(Exercise requirements): Retype, without any change, the stretch of lines below from the one containing "For every instance of the blue dress skirt, record" through the one containing "Query: woman in green dress", both ends included.

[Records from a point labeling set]
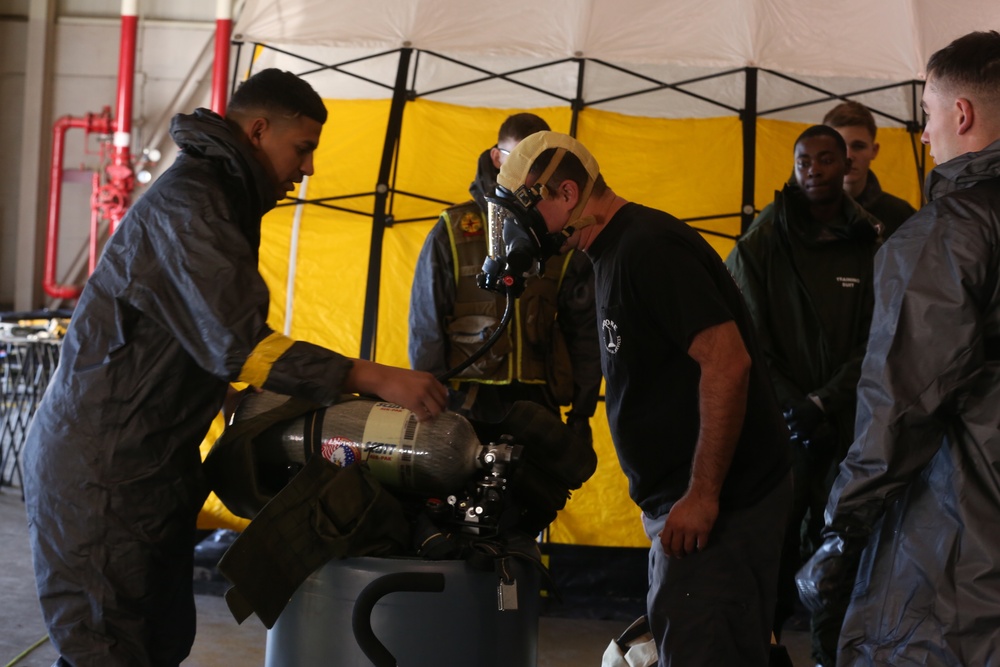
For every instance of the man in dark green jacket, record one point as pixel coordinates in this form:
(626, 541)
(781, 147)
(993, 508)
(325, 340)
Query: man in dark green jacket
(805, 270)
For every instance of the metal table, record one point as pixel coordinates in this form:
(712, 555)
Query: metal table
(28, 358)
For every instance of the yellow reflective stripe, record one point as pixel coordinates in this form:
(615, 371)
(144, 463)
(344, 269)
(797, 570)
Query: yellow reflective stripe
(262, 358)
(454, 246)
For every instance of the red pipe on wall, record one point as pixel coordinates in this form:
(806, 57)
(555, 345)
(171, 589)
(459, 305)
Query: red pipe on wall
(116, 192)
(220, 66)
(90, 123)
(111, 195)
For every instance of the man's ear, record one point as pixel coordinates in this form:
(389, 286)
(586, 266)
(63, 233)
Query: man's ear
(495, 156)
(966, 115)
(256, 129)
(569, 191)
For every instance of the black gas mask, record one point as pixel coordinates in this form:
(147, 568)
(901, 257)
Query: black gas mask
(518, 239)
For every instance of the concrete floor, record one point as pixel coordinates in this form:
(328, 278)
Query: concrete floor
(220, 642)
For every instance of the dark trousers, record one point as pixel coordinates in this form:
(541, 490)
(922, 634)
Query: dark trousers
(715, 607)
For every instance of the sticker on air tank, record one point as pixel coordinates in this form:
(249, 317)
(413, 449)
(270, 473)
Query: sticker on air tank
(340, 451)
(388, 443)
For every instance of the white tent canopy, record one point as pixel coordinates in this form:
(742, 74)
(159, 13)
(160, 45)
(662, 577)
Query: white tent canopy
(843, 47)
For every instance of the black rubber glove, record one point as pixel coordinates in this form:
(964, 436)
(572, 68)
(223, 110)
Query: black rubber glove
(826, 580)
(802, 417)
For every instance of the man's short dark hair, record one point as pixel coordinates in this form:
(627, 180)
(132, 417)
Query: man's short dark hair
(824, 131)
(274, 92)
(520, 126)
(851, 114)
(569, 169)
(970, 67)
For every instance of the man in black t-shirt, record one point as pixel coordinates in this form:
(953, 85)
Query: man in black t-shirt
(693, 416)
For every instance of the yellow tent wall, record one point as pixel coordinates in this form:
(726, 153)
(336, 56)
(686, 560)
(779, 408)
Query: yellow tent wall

--

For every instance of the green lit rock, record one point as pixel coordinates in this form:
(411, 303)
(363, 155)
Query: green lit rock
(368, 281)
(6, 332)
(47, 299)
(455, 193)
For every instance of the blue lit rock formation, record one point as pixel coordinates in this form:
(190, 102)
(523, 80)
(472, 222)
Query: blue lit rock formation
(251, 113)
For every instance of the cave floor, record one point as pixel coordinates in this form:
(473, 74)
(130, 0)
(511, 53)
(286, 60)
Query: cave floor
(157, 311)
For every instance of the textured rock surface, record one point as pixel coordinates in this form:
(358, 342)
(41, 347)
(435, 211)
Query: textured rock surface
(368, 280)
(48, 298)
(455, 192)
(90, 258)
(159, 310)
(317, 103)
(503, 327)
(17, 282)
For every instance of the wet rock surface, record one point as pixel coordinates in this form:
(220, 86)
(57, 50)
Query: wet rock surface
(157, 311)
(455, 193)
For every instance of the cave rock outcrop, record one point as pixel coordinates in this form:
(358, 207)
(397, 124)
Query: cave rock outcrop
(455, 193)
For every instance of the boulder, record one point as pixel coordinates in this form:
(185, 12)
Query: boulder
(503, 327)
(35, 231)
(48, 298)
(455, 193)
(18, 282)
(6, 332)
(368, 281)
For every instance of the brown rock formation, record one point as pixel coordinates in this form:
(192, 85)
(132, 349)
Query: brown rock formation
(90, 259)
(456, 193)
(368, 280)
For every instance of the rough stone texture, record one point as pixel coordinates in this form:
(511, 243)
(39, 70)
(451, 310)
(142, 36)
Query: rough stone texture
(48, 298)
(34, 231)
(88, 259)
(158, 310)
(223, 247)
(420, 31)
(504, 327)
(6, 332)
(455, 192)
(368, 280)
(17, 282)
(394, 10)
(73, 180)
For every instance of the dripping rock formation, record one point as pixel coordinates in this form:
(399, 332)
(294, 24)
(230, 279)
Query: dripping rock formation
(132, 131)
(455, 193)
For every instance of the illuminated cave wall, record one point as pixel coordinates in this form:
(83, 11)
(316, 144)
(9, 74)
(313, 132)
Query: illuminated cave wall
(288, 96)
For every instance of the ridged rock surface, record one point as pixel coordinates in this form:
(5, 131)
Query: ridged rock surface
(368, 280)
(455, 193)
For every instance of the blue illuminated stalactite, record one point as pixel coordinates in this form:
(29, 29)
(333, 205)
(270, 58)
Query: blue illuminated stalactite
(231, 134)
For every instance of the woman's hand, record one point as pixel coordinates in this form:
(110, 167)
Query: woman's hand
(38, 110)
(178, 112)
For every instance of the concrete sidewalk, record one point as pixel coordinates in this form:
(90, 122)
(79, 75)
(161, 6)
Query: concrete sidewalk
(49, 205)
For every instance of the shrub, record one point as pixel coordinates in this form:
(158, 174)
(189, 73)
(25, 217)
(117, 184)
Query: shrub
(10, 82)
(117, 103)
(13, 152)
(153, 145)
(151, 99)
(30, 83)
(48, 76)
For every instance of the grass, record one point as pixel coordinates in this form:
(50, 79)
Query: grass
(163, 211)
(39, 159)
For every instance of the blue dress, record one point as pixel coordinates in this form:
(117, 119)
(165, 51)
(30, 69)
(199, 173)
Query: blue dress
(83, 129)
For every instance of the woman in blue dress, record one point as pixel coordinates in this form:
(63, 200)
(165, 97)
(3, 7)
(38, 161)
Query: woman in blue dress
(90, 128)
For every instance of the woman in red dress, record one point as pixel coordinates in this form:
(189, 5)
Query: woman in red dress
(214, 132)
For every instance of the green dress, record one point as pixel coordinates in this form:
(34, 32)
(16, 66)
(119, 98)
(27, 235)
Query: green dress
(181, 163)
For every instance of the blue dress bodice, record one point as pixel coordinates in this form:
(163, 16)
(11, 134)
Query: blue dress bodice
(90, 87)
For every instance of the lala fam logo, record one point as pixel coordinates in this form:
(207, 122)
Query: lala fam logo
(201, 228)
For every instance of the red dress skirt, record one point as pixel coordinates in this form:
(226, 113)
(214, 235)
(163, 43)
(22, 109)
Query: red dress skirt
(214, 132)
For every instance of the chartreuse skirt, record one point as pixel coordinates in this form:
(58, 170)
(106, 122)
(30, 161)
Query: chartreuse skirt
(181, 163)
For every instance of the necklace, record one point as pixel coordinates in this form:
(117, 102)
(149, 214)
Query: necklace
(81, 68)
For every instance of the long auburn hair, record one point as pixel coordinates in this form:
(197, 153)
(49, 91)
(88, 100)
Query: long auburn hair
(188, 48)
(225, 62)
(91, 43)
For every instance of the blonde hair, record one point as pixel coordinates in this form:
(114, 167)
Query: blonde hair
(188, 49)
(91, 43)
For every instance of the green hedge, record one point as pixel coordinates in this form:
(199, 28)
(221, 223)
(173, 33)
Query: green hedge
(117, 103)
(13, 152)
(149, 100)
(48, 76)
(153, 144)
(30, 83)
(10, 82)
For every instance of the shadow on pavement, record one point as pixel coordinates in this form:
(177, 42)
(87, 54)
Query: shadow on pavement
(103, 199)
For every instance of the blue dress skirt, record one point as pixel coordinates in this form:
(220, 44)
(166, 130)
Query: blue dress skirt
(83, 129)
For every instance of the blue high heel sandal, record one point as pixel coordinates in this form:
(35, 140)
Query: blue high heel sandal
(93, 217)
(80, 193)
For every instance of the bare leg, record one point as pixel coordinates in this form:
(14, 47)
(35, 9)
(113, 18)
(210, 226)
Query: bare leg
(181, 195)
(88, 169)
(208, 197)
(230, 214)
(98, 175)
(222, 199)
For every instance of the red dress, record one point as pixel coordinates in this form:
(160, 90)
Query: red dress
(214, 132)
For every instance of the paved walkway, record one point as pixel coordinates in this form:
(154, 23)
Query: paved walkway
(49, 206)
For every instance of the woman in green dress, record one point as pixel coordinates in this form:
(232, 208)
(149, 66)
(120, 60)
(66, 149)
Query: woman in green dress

(Result of the task):
For every instance of the blue dress skirt, record one point as pixel coordinates in this form:
(220, 44)
(166, 130)
Query: blue dress skirt
(83, 129)
For every instance of the blue high heel sandal, record one point as pixel coordinates in this form:
(35, 140)
Query: blue high heel sandal
(93, 217)
(80, 193)
For every instance of the bare leg, record one point as pixel coordinates in this form:
(14, 47)
(35, 9)
(113, 18)
(210, 226)
Query: bare leg
(181, 195)
(88, 169)
(208, 197)
(230, 214)
(98, 175)
(222, 199)
For every instance of the red dress, record one point as pixel coordinates in this form:
(160, 90)
Query: red dress
(214, 132)
For every instance of the paved walkway, record one point as pixel coordinates in this form:
(154, 23)
Query: paved walkway
(49, 206)
For every instance of the woman in green dress, record one point as pixel coordinates in this form:
(232, 208)
(149, 66)
(120, 60)
(66, 149)
Query: woman in green dress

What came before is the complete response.